DIRECTIONS: Give every line of the entries below as a Markdown table with the columns Row and Line, numbering the rows and leaving out blank lines and the pictures.

━━━━━━━━━━

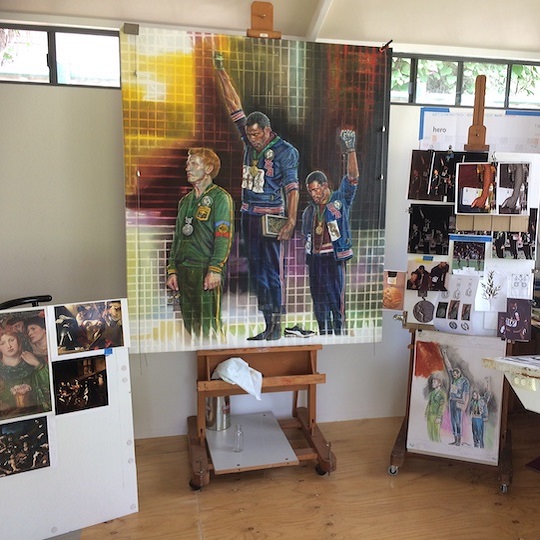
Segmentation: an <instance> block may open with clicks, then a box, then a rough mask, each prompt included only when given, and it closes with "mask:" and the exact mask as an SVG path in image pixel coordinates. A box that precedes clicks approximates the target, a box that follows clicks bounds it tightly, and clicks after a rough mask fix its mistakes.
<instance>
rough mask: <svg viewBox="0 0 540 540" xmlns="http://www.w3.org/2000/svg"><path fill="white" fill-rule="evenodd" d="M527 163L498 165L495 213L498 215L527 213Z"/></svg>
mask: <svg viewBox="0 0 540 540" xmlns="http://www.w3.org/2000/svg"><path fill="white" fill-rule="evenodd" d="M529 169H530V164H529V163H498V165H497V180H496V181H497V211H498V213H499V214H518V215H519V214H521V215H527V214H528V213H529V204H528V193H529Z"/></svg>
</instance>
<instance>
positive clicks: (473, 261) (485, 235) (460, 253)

━━━━━━━━━━

RESPONSE TO THIS TASK:
| Row | Line |
|---|---|
| 1 | Segmentation: an <instance> block may open with clicks, then a box, then a rough mask, each prompt included only when given, and it closes with "mask:" and the exact mask as an SVG path in image pixel coordinates. A box that precedes clicks approximates the target, a box that follows clicks bounds it tightly, and clicks after a rough mask fix its mistakes. |
| 2 | <instance> |
| 3 | rough mask: <svg viewBox="0 0 540 540" xmlns="http://www.w3.org/2000/svg"><path fill="white" fill-rule="evenodd" d="M527 163L498 165L495 213L498 215L527 213Z"/></svg> |
| 4 | mask: <svg viewBox="0 0 540 540" xmlns="http://www.w3.org/2000/svg"><path fill="white" fill-rule="evenodd" d="M529 169H530V164H529V163H498V165H497V180H496V181H497V211H498V213H499V214H518V215H519V214H521V215H527V214H528V213H529V204H528V193H529Z"/></svg> |
| 5 | </instance> |
| 6 | <instance> |
| 7 | positive clicks: (473, 261) (485, 235) (460, 253) |